**Direction**
Multiply every answer coordinate by 2.35, rounding to whole numbers with halves rounded up. Then rewrite the records from the first line up to and including the line that contains "[(658, 184)]", leaving all other text, sample coordinates included, unchanged.

=====

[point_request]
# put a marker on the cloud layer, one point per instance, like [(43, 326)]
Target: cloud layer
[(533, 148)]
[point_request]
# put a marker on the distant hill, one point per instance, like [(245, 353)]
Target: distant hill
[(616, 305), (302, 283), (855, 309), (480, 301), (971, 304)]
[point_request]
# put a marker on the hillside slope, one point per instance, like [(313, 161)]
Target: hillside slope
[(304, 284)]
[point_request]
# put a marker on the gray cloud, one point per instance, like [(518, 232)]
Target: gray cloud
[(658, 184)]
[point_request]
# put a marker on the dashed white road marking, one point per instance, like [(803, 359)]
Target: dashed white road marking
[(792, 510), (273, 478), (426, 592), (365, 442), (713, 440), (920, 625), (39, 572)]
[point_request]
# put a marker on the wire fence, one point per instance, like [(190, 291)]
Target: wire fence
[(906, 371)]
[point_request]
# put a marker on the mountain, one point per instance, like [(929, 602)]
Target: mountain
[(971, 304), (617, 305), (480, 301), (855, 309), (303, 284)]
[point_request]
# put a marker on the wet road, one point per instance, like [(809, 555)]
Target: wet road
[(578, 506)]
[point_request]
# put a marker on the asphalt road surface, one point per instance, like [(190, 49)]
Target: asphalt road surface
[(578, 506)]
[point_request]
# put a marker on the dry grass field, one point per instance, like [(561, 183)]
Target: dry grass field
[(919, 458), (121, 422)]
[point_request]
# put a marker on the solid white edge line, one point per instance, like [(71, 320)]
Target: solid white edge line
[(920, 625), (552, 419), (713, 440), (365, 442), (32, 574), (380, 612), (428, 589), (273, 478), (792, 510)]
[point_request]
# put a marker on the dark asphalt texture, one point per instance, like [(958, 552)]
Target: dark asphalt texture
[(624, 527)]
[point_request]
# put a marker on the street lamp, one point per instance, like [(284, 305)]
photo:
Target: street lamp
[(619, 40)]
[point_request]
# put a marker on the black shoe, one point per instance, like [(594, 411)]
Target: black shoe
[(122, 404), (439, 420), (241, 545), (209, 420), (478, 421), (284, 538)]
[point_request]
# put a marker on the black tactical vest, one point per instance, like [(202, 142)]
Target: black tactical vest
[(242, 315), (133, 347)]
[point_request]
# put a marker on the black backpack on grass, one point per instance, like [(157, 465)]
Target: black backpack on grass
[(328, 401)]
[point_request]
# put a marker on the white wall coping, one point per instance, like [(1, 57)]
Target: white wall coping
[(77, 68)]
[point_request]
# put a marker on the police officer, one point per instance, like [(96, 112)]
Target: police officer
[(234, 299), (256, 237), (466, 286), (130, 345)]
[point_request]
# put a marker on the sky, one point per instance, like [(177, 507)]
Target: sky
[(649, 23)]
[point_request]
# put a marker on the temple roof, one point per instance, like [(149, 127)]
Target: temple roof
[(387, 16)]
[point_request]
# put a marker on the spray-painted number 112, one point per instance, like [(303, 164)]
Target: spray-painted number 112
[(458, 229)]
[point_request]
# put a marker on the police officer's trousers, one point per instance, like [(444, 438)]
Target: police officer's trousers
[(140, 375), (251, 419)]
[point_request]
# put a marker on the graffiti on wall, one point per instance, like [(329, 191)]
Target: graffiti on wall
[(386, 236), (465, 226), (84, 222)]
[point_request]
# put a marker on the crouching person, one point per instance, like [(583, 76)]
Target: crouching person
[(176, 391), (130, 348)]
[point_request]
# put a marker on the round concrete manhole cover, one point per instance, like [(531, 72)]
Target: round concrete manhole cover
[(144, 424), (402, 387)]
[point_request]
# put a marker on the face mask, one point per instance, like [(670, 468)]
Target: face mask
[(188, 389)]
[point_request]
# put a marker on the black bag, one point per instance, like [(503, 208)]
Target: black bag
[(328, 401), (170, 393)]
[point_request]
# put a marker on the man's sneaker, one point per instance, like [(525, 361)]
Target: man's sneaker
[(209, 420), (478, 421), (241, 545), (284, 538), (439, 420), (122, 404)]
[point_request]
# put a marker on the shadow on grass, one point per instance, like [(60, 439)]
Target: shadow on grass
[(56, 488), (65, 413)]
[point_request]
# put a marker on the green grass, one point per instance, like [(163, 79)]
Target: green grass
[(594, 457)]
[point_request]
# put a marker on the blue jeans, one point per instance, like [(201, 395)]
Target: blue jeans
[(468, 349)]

=====

**Reply to the task**
[point_request]
# put a marker on the cloud layer, one point per instance, like [(43, 326)]
Target: cloud layer
[(1253, 348)]
[point_request]
# put a marker on the distant hill, one point per instance, like [(245, 353)]
Target: distant hill
[(1448, 717), (710, 665), (2009, 726), (1128, 707), (2282, 714)]
[point_request]
# put a marker on the hillside slope, one point per instance, like [(313, 161)]
Target: hillside slope
[(714, 667)]
[point_request]
# put a marker on the gray cloud, one point per instance, like [(518, 232)]
Target: gray cloud
[(1546, 432)]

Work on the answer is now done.